[Collection entries]
------------------------------

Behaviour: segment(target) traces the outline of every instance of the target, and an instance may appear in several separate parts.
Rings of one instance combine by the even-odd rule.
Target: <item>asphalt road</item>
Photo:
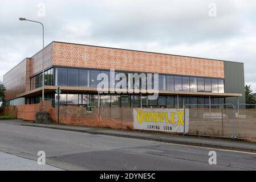
[[[254,154],[16,124],[0,121],[0,151],[13,156],[9,163],[0,153],[0,170],[31,169],[15,166],[15,160],[36,161],[39,151],[56,168],[35,170],[256,170]],[[212,150],[217,153],[216,165],[208,163]]]

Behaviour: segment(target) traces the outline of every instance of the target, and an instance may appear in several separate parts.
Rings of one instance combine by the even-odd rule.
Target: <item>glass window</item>
[[[189,80],[190,92],[197,92],[197,78],[190,77]]]
[[[208,104],[208,105],[205,105],[205,108],[210,108],[210,101],[209,97],[205,97],[205,104]]]
[[[117,107],[120,106],[121,96],[120,95],[111,95],[111,107]]]
[[[212,92],[218,93],[218,79],[212,79]]]
[[[210,78],[205,78],[205,92],[212,92],[212,81]]]
[[[203,78],[197,78],[197,92],[205,92],[205,80]]]
[[[173,76],[166,76],[166,90],[174,90],[174,77]]]
[[[160,107],[166,106],[166,98],[165,96],[159,96],[158,97],[158,105]]]
[[[225,104],[225,98],[222,97],[219,98],[219,104]],[[220,108],[224,108],[224,105],[219,105]]]
[[[78,105],[78,94],[67,94],[67,105]]]
[[[205,98],[204,97],[198,97],[197,98],[197,104],[205,104]],[[198,108],[205,108],[204,105],[198,105]]]
[[[148,96],[141,96],[141,103],[143,107],[148,107]]]
[[[197,104],[197,98],[196,97],[190,97],[190,104],[195,105]],[[197,108],[197,106],[196,105],[191,105],[191,108]]]
[[[190,104],[190,98],[189,97],[182,97],[182,105],[184,107],[189,108]]]
[[[90,105],[90,95],[83,94],[82,104],[83,105]]]
[[[181,76],[174,76],[174,90],[182,91],[182,80]]]
[[[100,96],[100,106],[104,107],[110,107],[111,105],[111,97],[110,95]]]
[[[89,70],[79,69],[79,86],[89,86]]]
[[[68,68],[67,86],[78,86],[78,69]]]
[[[90,95],[90,106],[92,107],[98,106],[98,96],[97,95]]]
[[[174,97],[173,96],[166,97],[166,107],[175,108]]]
[[[67,68],[58,68],[58,86],[67,86]]]
[[[182,97],[178,97],[178,97],[174,97],[175,108],[182,108]]]
[[[218,108],[219,100],[218,97],[212,97],[211,104],[212,108]]]
[[[132,107],[139,107],[140,101],[139,96],[131,96],[131,105]]]
[[[224,80],[218,79],[218,82],[219,93],[224,93]]]
[[[148,100],[149,107],[155,107],[157,106],[157,98]]]
[[[98,70],[90,70],[90,87],[97,87],[99,83],[100,82],[100,80],[97,80],[97,77],[99,74],[100,73],[100,71]]]
[[[108,76],[108,88],[110,88],[110,72],[109,71],[100,71],[100,73],[105,73]],[[101,81],[103,80],[103,78],[101,78]],[[103,84],[101,85],[101,86],[103,86]]]
[[[58,100],[57,97],[58,94],[55,94],[55,106],[58,106]],[[60,100],[59,100],[59,105],[67,105],[67,94],[60,94]]]
[[[189,92],[189,77],[182,76],[182,91]]]
[[[82,105],[83,104],[83,95],[82,94],[79,94],[78,95],[78,104]]]
[[[165,75],[159,75],[159,90],[165,90]]]
[[[128,95],[122,95],[121,97],[122,107],[131,107],[131,97]]]

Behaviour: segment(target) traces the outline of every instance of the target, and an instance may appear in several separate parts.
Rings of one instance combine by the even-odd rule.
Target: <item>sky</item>
[[[256,89],[256,1],[2,1],[0,81],[52,41],[244,63]]]

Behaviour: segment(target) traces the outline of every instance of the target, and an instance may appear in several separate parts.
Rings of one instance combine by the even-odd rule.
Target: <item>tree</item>
[[[253,93],[251,89],[251,85],[245,85],[245,102],[247,104],[256,104],[256,96],[255,93]],[[254,109],[255,106],[248,105],[246,106],[246,109]]]
[[[3,85],[3,84],[0,82],[0,106],[3,105],[3,103],[5,102],[5,94],[6,89]]]

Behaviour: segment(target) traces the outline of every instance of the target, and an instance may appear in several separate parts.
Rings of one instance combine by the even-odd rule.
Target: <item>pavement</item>
[[[62,171],[47,164],[38,164],[36,161],[0,152],[1,171]]]
[[[20,165],[23,169],[44,169],[37,164],[25,167],[31,160],[36,163],[39,151],[45,152],[46,166],[51,167],[48,170],[256,170],[255,154],[110,135],[110,131],[119,131],[116,135],[121,131],[126,135],[151,135],[148,136],[156,133],[40,125],[19,119],[0,121],[0,151],[11,155],[10,160],[0,158],[0,170],[20,169],[17,165],[22,159],[26,159]],[[80,131],[63,130],[66,127]],[[104,134],[96,133],[103,131]],[[216,165],[209,164],[211,151],[216,152]]]
[[[21,125],[27,126],[54,129],[92,134],[126,137],[173,144],[256,153],[256,143],[233,140],[229,139],[216,139],[209,137],[187,135],[183,136],[164,133],[115,130],[108,128],[68,126],[56,123],[39,124],[32,122],[26,122],[21,123]]]

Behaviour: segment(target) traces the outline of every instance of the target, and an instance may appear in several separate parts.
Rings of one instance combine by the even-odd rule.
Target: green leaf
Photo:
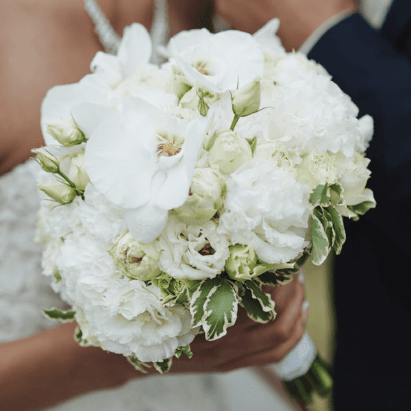
[[[247,287],[243,287],[240,305],[247,310],[248,316],[253,321],[265,324],[274,318],[274,310],[264,311],[260,301],[253,297],[251,292]]]
[[[342,216],[332,205],[330,205],[329,207],[328,207],[328,212],[332,219],[332,224],[336,233],[336,240],[332,247],[336,252],[336,254],[339,254],[341,252],[342,245],[345,242],[346,239]]]
[[[190,344],[185,345],[184,347],[180,346],[177,347],[175,349],[175,351],[174,352],[174,355],[179,358],[182,354],[184,354],[188,357],[188,358],[191,358],[192,357],[192,353],[191,352],[191,349],[190,349]]]
[[[202,324],[203,317],[205,314],[204,306],[207,301],[207,297],[212,288],[217,284],[218,280],[217,277],[204,279],[197,286],[193,292],[190,301],[190,312],[192,317],[191,326],[192,327]]]
[[[137,357],[134,356],[130,356],[129,357],[127,357],[128,362],[138,371],[143,374],[147,374],[148,371],[144,369],[146,368],[151,368],[151,365],[149,365],[147,362],[143,362],[142,361],[139,361],[137,359]]]
[[[166,358],[162,361],[158,361],[157,362],[153,362],[154,368],[160,373],[164,374],[166,373],[173,364],[173,357],[171,358]]]
[[[74,320],[75,311],[60,311],[57,308],[43,310],[45,316],[51,320],[60,320],[62,323],[71,323]]]
[[[237,319],[238,298],[232,283],[221,277],[211,279],[214,286],[207,295],[203,306],[201,324],[206,339],[213,341],[225,336],[227,328]]]
[[[327,234],[320,220],[314,214],[312,215],[312,263],[321,265],[329,251],[329,245]]]
[[[266,294],[261,289],[261,283],[256,280],[247,279],[244,282],[244,284],[251,292],[253,298],[258,300],[263,311],[274,311],[274,301],[269,294]]]
[[[314,207],[322,206],[326,207],[331,203],[329,199],[329,188],[327,184],[317,186],[310,196],[310,202]]]

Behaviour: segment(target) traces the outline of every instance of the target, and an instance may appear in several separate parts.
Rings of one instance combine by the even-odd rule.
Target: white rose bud
[[[154,243],[140,242],[129,233],[121,236],[108,252],[121,273],[130,278],[147,281],[160,273],[160,253]]]
[[[38,184],[37,187],[60,204],[68,204],[71,203],[77,195],[74,188],[63,183]]]
[[[58,160],[47,151],[40,149],[34,150],[37,153],[37,159],[41,168],[46,173],[58,173],[60,171],[60,163]]]
[[[240,117],[249,116],[258,111],[260,99],[261,84],[257,77],[233,92],[233,112]]]
[[[253,158],[247,140],[229,129],[216,132],[210,139],[210,157],[223,174],[234,173]]]
[[[338,164],[342,172],[338,183],[344,189],[344,198],[349,204],[349,198],[362,192],[371,172],[367,169],[370,160],[363,154],[354,153],[352,158],[346,158],[342,155],[338,156]]]
[[[80,153],[71,159],[68,177],[75,184],[77,190],[84,191],[90,183],[90,178],[84,168],[84,153]]]
[[[175,215],[188,225],[203,224],[222,207],[225,179],[212,169],[195,169],[186,201],[174,210]]]
[[[86,141],[84,134],[71,117],[47,123],[47,132],[64,146],[73,146]]]

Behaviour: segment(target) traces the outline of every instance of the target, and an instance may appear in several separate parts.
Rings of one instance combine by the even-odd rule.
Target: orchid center
[[[162,135],[158,134],[159,144],[157,147],[158,156],[167,155],[172,157],[178,154],[182,148],[184,139],[175,134]]]

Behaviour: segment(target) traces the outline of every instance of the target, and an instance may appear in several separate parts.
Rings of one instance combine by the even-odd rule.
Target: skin
[[[210,24],[210,2],[188,1],[190,8],[181,0],[170,1],[172,35]],[[135,0],[98,3],[119,35],[134,21],[150,28],[151,0],[139,0],[138,8]],[[90,62],[102,47],[82,0],[0,0],[0,20],[1,175],[43,144],[40,107],[47,90],[78,82],[89,73]],[[193,358],[175,360],[171,372],[225,372],[282,358],[303,332],[303,289],[293,281],[271,292],[276,302],[275,321],[258,325],[240,313],[225,337],[212,342],[196,338]],[[41,410],[84,393],[147,377],[122,356],[79,347],[73,338],[75,326],[58,326],[0,345],[1,410]]]
[[[297,50],[323,23],[337,13],[355,12],[355,0],[214,0],[214,10],[232,28],[254,33],[279,18],[277,33],[287,51]]]

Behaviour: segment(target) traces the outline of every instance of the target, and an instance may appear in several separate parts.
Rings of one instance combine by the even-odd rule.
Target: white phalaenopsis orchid
[[[210,119],[199,117],[186,125],[129,96],[122,112],[82,104],[72,114],[89,138],[85,166],[92,183],[125,209],[132,236],[151,242],[165,227],[169,210],[184,204],[188,196]]]
[[[228,30],[214,34],[206,29],[182,32],[169,51],[188,82],[198,82],[216,93],[234,90],[262,76],[263,52],[248,33]]]

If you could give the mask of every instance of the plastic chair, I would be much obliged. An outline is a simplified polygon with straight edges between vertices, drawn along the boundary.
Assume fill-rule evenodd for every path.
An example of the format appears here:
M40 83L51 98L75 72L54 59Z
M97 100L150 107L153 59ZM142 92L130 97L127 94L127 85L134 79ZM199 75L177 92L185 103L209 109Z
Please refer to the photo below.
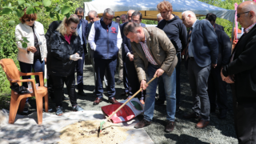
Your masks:
M38 113L38 124L42 125L42 98L45 97L45 108L46 112L48 112L48 90L44 86L43 82L43 73L22 73L20 72L14 62L10 58L4 58L0 61L0 64L6 72L6 77L11 82L17 82L21 86L22 82L30 82L32 85L33 93L18 94L14 94L14 90L11 90L10 105L10 114L9 123L14 123L17 111L22 112L26 98L35 97L37 103L37 113ZM38 90L36 89L35 82L34 79L20 79L21 76L27 75L38 75L40 80L40 86Z

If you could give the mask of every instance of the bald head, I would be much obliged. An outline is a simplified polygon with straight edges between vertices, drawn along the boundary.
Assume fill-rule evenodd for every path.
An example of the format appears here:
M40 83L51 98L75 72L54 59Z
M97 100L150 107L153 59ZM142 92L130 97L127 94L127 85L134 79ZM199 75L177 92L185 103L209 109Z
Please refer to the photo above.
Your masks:
M256 3L253 1L246 1L238 5L237 21L245 29L256 22Z
M186 10L182 13L182 20L186 27L192 27L197 20L197 17L193 11Z
M127 11L127 18L128 18L128 21L131 22L131 14L134 12L134 10L130 10Z

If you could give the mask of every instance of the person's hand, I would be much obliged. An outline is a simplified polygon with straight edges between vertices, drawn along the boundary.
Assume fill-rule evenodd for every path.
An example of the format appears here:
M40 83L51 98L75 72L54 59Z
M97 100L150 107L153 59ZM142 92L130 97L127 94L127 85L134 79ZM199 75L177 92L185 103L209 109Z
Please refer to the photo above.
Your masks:
M35 53L37 51L37 48L34 46L28 46L26 50L28 51L31 51L32 53Z
M222 81L225 81L225 79L226 79L226 77L225 77L225 76L223 75L223 74L222 74L222 70L223 70L223 68L221 70L221 76L222 76Z
M162 74L164 73L165 71L162 70L162 69L158 69L157 71L154 73L154 77L157 76L158 78L159 78L161 75L162 75Z
M74 54L70 55L70 59L72 61L78 61L78 59L82 59L82 57L79 57L79 54Z
M129 57L129 60L130 60L130 62L133 62L133 61L134 61L134 54L128 54L128 57Z
M215 69L216 66L217 66L217 64L214 64L214 63L211 64L212 68Z
M142 91L145 90L148 86L149 85L146 84L146 82L145 80L141 81L141 87L140 88L142 89Z
M226 83L234 83L234 76L229 75L226 78L225 82Z

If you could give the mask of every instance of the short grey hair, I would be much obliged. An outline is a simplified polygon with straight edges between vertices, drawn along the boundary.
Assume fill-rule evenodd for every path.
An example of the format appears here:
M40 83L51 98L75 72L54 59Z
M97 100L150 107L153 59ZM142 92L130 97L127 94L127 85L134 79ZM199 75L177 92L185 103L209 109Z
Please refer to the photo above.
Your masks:
M256 15L256 6L255 5L245 5L243 7L242 7L242 11L246 12L246 11L253 11L254 12L254 16ZM246 13L246 15L247 16L249 14Z
M128 22L123 29L123 34L127 36L129 32L136 33L136 28L141 27L141 26L134 22Z
M182 15L183 15L183 14L185 14L185 17L187 17L189 14L190 14L191 17L197 18L195 16L195 14L193 11L190 11L190 10L183 11Z
M111 10L110 8L107 8L104 10L103 15L106 15L106 14L109 14L110 15L113 15L113 17L114 16L114 12L113 10Z
M158 14L157 18L159 18L160 17L162 17L161 14Z
M94 15L94 17L97 17L97 16L98 16L98 14L97 14L97 12L96 12L95 10L90 10L90 11L88 12L88 14L87 14L87 15L89 15L89 14L93 14Z

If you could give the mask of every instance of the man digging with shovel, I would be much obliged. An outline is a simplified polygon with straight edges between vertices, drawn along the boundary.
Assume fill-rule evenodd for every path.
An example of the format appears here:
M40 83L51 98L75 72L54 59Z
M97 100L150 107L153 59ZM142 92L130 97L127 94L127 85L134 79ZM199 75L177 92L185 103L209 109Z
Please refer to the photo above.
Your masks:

------------------------------

Can you quote word for word the part of the rows that opens with the line containing "the man digging" and runs through the end of the rows?

If you could give the mask of every instance of the man digging with shovel, I would be much obliged. An outline is a simplified polygon with straight edges between vertices, drawn along the boundary.
Assume fill-rule evenodd for every path.
An example of the format appears here:
M40 83L51 98L75 72L54 59Z
M97 100L150 107L153 59ZM142 92L130 97L127 94L127 85L134 79ZM199 75L177 92L185 103L209 109Z
Please refer to the photo above.
Your masks:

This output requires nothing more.